> _O que fazer_
**a.** No texto sobre a mãe, que obra ela estava lendo às gargalhadas na última visita que fez?
**b.** Devolva sem alterações o trecho do texto sobre a mãe que começa em "Minha mãe foi" e vai até "guiar um carro...", incluindo essas palavras.

> _Texto selecionado_
___

Minha mãe não se sentou num banco de escola por mais de seis meses. Foi na época em que se escrevia numa pedra (sim, uma pedra preta usada à guisa de caderno, não de lousa), mas aprendeu a se expressar por escrito com firme clareza, internalizando depois algumas normas, todas elas a partir das correções que fazíamos nos bilhetinhos que ela deixava ao sair, de manhã, para o salão de costura. Nós, bons alunos da vida que ela nos legou, respondíamos respeitosamente, acentuando porém, pontuando, corrigindo. Na mesma idade da pedra aprendeu ainda, com desenvoltura, as quatro operações, o que foi de muita utilidade depois, na minha própria introdução ao mundo do cálculo não virtual.

Minha mãe raramente elevava a voz, jamais dizia um palavrão. É delicada no comer, no vestir, no falar... Mesmo assim levamos bons tapas e chineladas marcantes. É possível que possua todos os defeitos que costuma ter uma pessoa, mas, com sua singeleza de modos, conseguiu marcar em mim essa lembrança, que creio mesmo destoar daquela que guarde, por exemplo, minha irmã. Não importa agora cada tomo que venha a deixar: o conjunto da obra é essa doce memória que já se forma e que permanecerá.

Minha mãe leu todos os escritos que publiquei, impressionando-me com suas perguntas e comentários, mesmo sobre aqueles mais desprovidos da atração do enredo. Na última visita que me fez, surpreendi-a às gargalhadas, lacrimejante, no escritório lendo Turandot!

Minha mãe foi pobre, cozinhou em fogão a lenha, casou-se sem paixão... Conseguiu, mesmo assim ou por isso mesmo, insuflar, até onde pôde, a nossa paixão pela liberdade, embora nunca tenha realizado o desejo - para tantos tão prosaico - de estudar e tornar-se professora, e embora nem mesmo tenha realizado o simples  feito de guiar um carro...

Minha mãe vive uma funda religiosidade, para além de sua experimentação nas religiões, mas nunca discriminou ou recriminou os filhos ateus, nem jamais nos obrigou a frequentar a igreja. Sua inteligência lhe beneficia, ao menos, com o direito à dúvida. Minha mãe fala sobre homossexualidade, tem opiniões e curiosidades políticas.

Minha mãe, mais que tudo, tem humor, e, mesmo antes de ter conhecido fantasmas como o do câncer - e como que se preparando já para enfrentá-lo -, nunca se apavorou com a descoberta das nossas por vezes perigosas experimentações de jovens, chegando mesmo a se oferecer, carinhosamente, para plantar umas sementinhas de maconha: “Se é uma planta, vou cultivá-la como a todas as outras!”

___

> _Linhas de dados_
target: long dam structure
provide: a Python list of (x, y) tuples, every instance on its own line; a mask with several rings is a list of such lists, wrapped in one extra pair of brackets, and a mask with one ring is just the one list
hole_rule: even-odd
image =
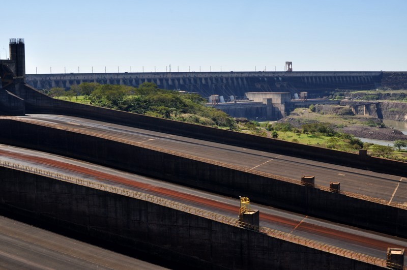
[(381, 85), (382, 72), (214, 72), (27, 74), (25, 81), (39, 89), (69, 88), (82, 82), (137, 86), (154, 82), (160, 88), (243, 97), (245, 92), (302, 91), (312, 94), (335, 89), (370, 89)]
[(0, 61), (0, 214), (170, 268), (405, 269), (405, 163), (54, 99), (24, 46)]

___

> _Respostas por tarefa_
**a.** Turandot.

**b.**
Minha mãe foi pobre, cozinhou em fogão a lenha, casou-se sem paixão... Conseguiu, mesmo assim ou por isso mesmo, insuflar, até onde pôde, a nossa paixão pela liberdade, embora nunca tenha realizado o desejo - para tantos tão prosaico - de estudar e tornar-se professora, e embora nem mesmo tenha realizado o simples  feito de guiar um carro...